TASK OBJECTIVE
Can you render every line of the entries below as a JSON list of strings, one string per line, with blank lines left out?
"""
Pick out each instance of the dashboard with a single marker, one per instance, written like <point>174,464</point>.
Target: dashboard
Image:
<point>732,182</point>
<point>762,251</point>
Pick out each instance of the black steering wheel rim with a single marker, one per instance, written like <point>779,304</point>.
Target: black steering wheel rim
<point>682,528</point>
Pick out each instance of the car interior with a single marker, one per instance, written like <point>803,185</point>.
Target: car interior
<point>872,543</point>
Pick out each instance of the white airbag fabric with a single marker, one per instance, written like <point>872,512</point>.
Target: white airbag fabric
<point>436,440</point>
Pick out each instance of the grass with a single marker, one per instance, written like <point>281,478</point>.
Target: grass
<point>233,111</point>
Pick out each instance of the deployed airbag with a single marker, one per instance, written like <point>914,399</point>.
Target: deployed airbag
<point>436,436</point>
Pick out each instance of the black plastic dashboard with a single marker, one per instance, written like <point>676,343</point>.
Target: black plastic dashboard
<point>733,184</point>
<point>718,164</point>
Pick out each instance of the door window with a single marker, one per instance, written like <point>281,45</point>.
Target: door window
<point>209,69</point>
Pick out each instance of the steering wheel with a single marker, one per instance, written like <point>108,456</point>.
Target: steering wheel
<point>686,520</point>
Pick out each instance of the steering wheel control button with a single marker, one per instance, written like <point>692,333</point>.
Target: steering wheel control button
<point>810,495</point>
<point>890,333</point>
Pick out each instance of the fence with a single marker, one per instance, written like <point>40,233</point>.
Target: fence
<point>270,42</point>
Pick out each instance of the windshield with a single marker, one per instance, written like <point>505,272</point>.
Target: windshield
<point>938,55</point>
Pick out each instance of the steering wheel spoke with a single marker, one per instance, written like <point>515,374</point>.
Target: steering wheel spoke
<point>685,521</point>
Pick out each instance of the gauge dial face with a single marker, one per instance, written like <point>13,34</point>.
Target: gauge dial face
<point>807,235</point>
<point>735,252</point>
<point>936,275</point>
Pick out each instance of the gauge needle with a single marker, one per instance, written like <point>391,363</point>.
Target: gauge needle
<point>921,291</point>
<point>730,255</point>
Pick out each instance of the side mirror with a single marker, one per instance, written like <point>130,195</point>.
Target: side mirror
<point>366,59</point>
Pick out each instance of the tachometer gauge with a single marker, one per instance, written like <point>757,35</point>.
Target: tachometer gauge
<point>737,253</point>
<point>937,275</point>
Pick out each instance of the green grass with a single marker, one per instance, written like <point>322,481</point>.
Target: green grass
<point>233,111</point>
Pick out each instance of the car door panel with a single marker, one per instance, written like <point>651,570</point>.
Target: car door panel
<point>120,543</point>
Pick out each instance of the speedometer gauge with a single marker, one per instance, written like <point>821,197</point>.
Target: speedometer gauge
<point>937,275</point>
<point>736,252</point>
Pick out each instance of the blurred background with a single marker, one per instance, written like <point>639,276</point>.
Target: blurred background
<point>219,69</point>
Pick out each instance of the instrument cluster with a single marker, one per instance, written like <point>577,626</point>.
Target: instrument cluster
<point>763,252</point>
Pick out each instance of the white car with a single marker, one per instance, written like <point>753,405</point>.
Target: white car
"""
FINAL RESULT
[
  "Pick out each instance of the dashboard with a single marker, one per instance, written like <point>174,464</point>.",
  "Target: dashboard",
  "Image:",
  "<point>732,182</point>",
  "<point>762,251</point>",
  "Pick out each instance of the black steering wheel rim with a single marker, one per instance, written like <point>779,304</point>.",
  "Target: black steering wheel rim",
  "<point>682,528</point>",
  "Pick out each instance of the car interior with a single marker, one per instance, written like <point>803,185</point>.",
  "Target: car interior",
  "<point>872,543</point>",
  "Pick out each instance of the white airbag fabric with a single marker, one per instance, written like <point>872,512</point>.",
  "Target: white airbag fabric",
  "<point>436,440</point>",
  "Pick out each instance of the grass with a single marker, one per instance, written like <point>281,478</point>.",
  "Target: grass",
  "<point>233,111</point>",
  "Pick out each instance of the deployed airbag with a single marker, one per instance, written like <point>914,399</point>.",
  "Target: deployed airbag",
  "<point>436,436</point>",
  "Pick out each instance of the black plastic dashboard with a single marker, one per instance, written like <point>676,343</point>.",
  "Target: black plastic dashboard",
  "<point>733,184</point>",
  "<point>718,164</point>",
  "Pick out each instance of the door window with a single marker, one per instance, written like <point>281,45</point>.",
  "Target: door window",
  "<point>209,69</point>",
  "Pick out each instance of the steering wheel with a single marker, one per instance, written like <point>108,456</point>.",
  "Target: steering wheel",
  "<point>686,520</point>",
  "Pick out each instance of the steering wheel control button with a single marker, one per instance, written like <point>692,333</point>.",
  "Target: steering wheel control button",
  "<point>810,495</point>",
  "<point>890,333</point>",
  "Pick out each instance of the fence with a single marker, one per instance, written like <point>40,233</point>.",
  "Target: fence",
  "<point>270,42</point>",
  "Pick out each instance of the windshield with a single marker, one per instance, written like <point>505,272</point>.",
  "Target: windshield",
  "<point>938,55</point>",
  "Pick out each instance of the steering wheel spoke with a single marker, one per instance, written like <point>515,374</point>.",
  "Target: steering wheel spoke",
  "<point>685,521</point>",
  "Pick out each instance of the gauge dial face with a single marker, one per instance, written like <point>13,34</point>.",
  "Target: gauge dial face",
  "<point>807,235</point>",
  "<point>735,252</point>",
  "<point>936,275</point>",
  "Pick out each instance of the gauge needle with a single marker, one per instance, written like <point>391,363</point>.",
  "Target: gauge needle",
  "<point>921,291</point>",
  "<point>730,255</point>",
  "Pick out each instance of the side mirror with a single marker, one per instance, written like <point>130,195</point>.",
  "Target: side mirror",
  "<point>366,59</point>",
  "Pick out each instance of the tachometer gauge with a single marker, one per instance, written like <point>757,35</point>.",
  "Target: tachometer gauge",
  "<point>737,253</point>",
  "<point>937,275</point>",
  "Pick out each instance of the green grass with a single marker, one per instance, written like <point>322,481</point>.",
  "Target: green grass",
  "<point>233,111</point>",
  "Pick out each instance of the car door panel with a single marker, one per instance, written like <point>651,570</point>.",
  "Target: car door panel",
  "<point>120,543</point>",
  "Pick out each instance of the speedometer gauge with a single marker, one per instance, written like <point>821,197</point>.",
  "Target: speedometer gauge",
  "<point>937,275</point>",
  "<point>736,252</point>",
  "Pick out each instance of the blurred background with a single marker, one per instance, written like <point>639,276</point>.",
  "Target: blurred background",
  "<point>219,69</point>",
  "Pick out each instance of the instrument cluster with a single marker, one per instance, written like <point>577,626</point>.",
  "Target: instrument cluster",
  "<point>763,252</point>",
  "Pick out each instance of the white car with a single marker, one per instance, written like <point>753,405</point>.",
  "Target: white car"
]